Coordinate annotation records
———
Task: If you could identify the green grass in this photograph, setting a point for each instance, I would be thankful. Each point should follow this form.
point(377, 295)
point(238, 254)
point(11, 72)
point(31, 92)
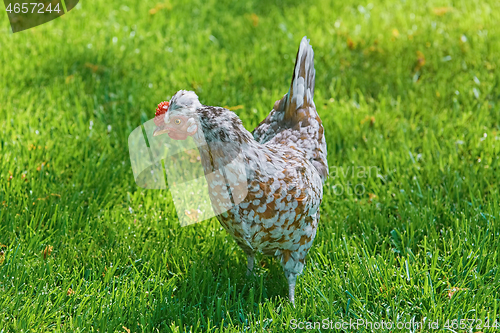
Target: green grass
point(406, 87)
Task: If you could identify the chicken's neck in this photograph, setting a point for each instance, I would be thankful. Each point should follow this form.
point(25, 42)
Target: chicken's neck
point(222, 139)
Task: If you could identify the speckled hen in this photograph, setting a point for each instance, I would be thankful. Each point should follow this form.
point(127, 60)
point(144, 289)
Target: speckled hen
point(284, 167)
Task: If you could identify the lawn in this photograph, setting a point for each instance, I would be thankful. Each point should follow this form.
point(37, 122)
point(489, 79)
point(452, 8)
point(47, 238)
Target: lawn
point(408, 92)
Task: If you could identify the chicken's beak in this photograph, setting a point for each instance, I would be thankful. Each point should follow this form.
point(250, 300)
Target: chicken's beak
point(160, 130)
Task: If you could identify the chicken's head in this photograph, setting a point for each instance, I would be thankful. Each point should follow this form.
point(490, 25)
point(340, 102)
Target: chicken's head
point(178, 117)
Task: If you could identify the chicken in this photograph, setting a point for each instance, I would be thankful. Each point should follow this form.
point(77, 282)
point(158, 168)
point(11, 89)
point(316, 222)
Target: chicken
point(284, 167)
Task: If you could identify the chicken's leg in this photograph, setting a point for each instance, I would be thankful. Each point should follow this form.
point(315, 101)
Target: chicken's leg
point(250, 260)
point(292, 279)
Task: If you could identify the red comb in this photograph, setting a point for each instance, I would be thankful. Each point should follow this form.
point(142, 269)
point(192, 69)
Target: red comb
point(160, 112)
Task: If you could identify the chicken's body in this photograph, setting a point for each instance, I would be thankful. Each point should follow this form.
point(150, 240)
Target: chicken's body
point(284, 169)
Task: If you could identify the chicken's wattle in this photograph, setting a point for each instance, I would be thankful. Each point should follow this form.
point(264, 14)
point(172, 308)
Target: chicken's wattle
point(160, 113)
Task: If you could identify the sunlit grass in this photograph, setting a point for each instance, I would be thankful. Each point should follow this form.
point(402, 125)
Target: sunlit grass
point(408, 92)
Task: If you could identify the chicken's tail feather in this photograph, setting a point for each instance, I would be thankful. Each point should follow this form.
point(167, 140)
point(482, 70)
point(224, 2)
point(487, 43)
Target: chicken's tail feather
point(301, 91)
———
_Job_:
Can you write out all of the records above again with "photograph" replaced by "image" and nothing else altered? Omit the pictures from your answer.

_The output_:
Task: If you could identify the green grass in this image, setting a point for each instance, I would be thankful. Each point should follow this form.
point(377, 295)
point(238, 254)
point(11, 72)
point(31, 92)
Target: green grass
point(406, 87)
Task: If you could identify the chicken's neck in this image, setting a point for each instance, I would be thankful. Each point should follow this form.
point(25, 42)
Target: chicken's neck
point(222, 139)
Task: If you could identify the speckled hen in this image, setting a point for each instance, I would be thankful. Each point should follow this form.
point(127, 60)
point(144, 289)
Target: speckled hen
point(284, 167)
Task: If you could identify the lawn in this image, setting a point for each instance, I would be thankful. Each point should follow this form.
point(37, 122)
point(489, 79)
point(452, 8)
point(47, 238)
Target: lawn
point(408, 92)
Task: If you could identify the chicken's beak in this image, setting a point for each instance, I would be thankful. Each point should follow this form.
point(250, 300)
Target: chicken's beak
point(160, 130)
Task: If you could identify the chicken's head in this image, setting a point for each instance, I would be thankful. Each point should follow this form.
point(490, 25)
point(340, 102)
Target: chicken's head
point(178, 117)
Task: If you could identify the chicken in this image, setting a point for each instance, I would be thankful. Each point should follow this form.
point(77, 282)
point(158, 168)
point(11, 89)
point(316, 222)
Target: chicken
point(284, 167)
Task: If you could identify the chicken's leg in this image, setting a point for each instance, I would be thankful. Each point should follow this form.
point(315, 101)
Target: chicken's leg
point(250, 260)
point(292, 279)
Task: If you could identify the red comb in this image, setting a point for each instance, I would be thankful. Each point should follow this form.
point(142, 269)
point(192, 69)
Target: red comb
point(160, 112)
Task: If you could identify the chicken's body in this image, setting a point for each instance, I would be thankful. Each point should follow this form.
point(150, 240)
Target: chicken's body
point(284, 169)
Task: If you could identify the chicken's wattle in this image, setting a point for each instance, I would be thankful. Each point should follow this form.
point(264, 14)
point(172, 308)
Target: chicken's wattle
point(160, 113)
Task: If you could identify the sunlit grass in this image, setting a point for each instance, I would be thankful. Each point should follow this form.
point(402, 125)
Target: sunlit grass
point(408, 92)
Task: If you could identify the chicken's tail feather in this image, setting a point for each instance, I would be thankful. Each point should follow this form.
point(167, 140)
point(482, 70)
point(224, 2)
point(487, 43)
Target: chicken's tail feather
point(301, 91)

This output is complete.